··· Data supplied ···

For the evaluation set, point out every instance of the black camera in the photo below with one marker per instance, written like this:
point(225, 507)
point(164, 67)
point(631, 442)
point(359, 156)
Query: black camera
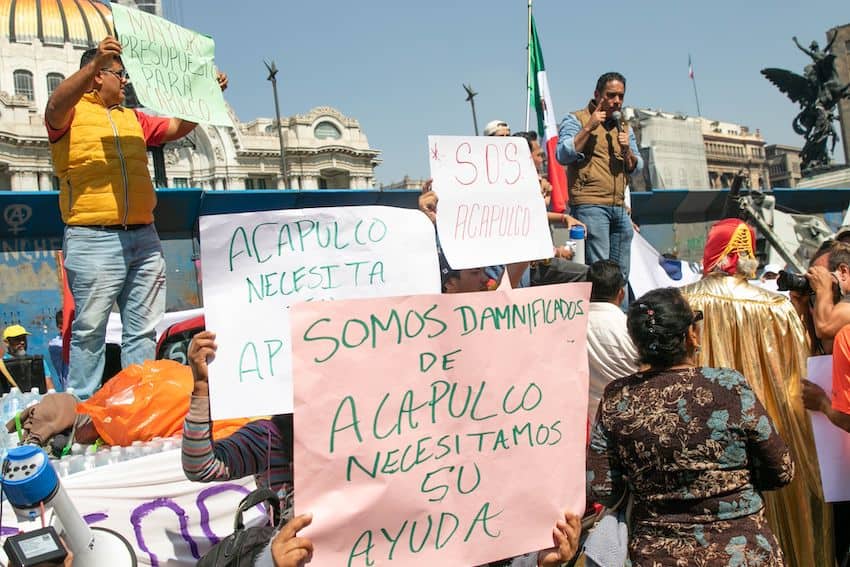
point(789, 281)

···

*The request*. Rewrite all of the entries above, changing every "black camera" to "digital camera" and leaving everything else as it is. Do not include the pictures.

*Full answer*.
For the evaluation set, point out every instance of the digital camera in the photo below with one marker per instance, written like this:
point(225, 507)
point(164, 67)
point(631, 442)
point(359, 156)
Query: digital camera
point(789, 281)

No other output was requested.